### DATA SHOWN
........

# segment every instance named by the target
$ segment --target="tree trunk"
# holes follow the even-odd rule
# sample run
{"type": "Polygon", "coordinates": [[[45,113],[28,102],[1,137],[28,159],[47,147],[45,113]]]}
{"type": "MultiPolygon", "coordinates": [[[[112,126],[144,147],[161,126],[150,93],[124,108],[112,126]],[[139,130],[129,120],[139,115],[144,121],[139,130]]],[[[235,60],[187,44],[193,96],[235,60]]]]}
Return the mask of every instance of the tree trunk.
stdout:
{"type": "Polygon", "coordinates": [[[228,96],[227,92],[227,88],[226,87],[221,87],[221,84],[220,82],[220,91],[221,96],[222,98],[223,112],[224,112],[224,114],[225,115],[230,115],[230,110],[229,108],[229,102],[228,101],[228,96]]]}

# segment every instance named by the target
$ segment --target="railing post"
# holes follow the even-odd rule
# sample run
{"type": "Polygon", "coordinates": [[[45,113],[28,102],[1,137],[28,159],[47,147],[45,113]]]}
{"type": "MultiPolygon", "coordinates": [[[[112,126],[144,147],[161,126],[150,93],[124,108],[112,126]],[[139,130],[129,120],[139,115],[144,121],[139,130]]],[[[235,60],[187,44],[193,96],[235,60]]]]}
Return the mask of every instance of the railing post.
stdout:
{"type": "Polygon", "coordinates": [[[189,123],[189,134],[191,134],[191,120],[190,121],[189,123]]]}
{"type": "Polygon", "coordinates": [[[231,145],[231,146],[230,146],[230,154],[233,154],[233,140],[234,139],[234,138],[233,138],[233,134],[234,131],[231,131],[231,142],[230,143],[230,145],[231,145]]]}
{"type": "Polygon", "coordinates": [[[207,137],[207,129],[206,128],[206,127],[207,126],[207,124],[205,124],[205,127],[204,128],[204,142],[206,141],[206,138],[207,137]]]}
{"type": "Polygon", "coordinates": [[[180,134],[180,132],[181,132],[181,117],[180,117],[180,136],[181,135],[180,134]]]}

........

### WHAT IS NEEDED
Please pull every line of the material above and copy each one out unchanged, in its original order.

### ANSWER TO THE PROBLEM
# segment every instance named by the target
$ segment --target="tree trunk"
# holes follow the even-odd rule
# sample run
{"type": "Polygon", "coordinates": [[[45,113],[28,102],[1,137],[28,159],[47,147],[45,113]]]}
{"type": "MultiPolygon", "coordinates": [[[[112,126],[144,147],[161,126],[150,93],[124,108],[112,126]],[[139,130],[129,120],[139,115],[144,121],[139,130]]],[[[235,60],[187,44],[193,96],[235,60]]]]}
Return the mask of every instance of the tree trunk.
stdout:
{"type": "Polygon", "coordinates": [[[228,96],[227,92],[227,88],[226,87],[221,87],[221,84],[220,82],[220,91],[221,96],[222,98],[223,112],[224,112],[224,114],[225,115],[230,115],[230,110],[229,108],[229,102],[228,101],[228,96]]]}

# segment every instance named by the target
$ segment --target="railing post"
# holes follow the even-odd rule
# sample run
{"type": "Polygon", "coordinates": [[[45,113],[28,102],[1,137],[28,159],[47,147],[45,113]]]}
{"type": "MultiPolygon", "coordinates": [[[[112,126],[144,147],[161,126],[150,93],[124,108],[112,126]],[[139,130],[129,120],[139,115],[144,121],[139,130]]],[[[235,60],[187,44],[193,96],[235,60]]]]}
Return the mask of every instance of the railing post.
stdout:
{"type": "Polygon", "coordinates": [[[189,123],[189,134],[191,134],[191,120],[190,121],[189,123]]]}
{"type": "Polygon", "coordinates": [[[231,145],[231,146],[230,146],[230,154],[233,154],[233,140],[234,139],[234,138],[233,138],[233,134],[234,131],[231,131],[231,142],[230,143],[230,145],[231,145]]]}
{"type": "Polygon", "coordinates": [[[207,137],[207,129],[206,128],[206,127],[207,126],[207,124],[205,124],[205,127],[204,128],[204,142],[206,141],[206,138],[207,137]]]}
{"type": "Polygon", "coordinates": [[[180,134],[180,132],[181,132],[181,117],[180,117],[180,136],[181,135],[180,134]]]}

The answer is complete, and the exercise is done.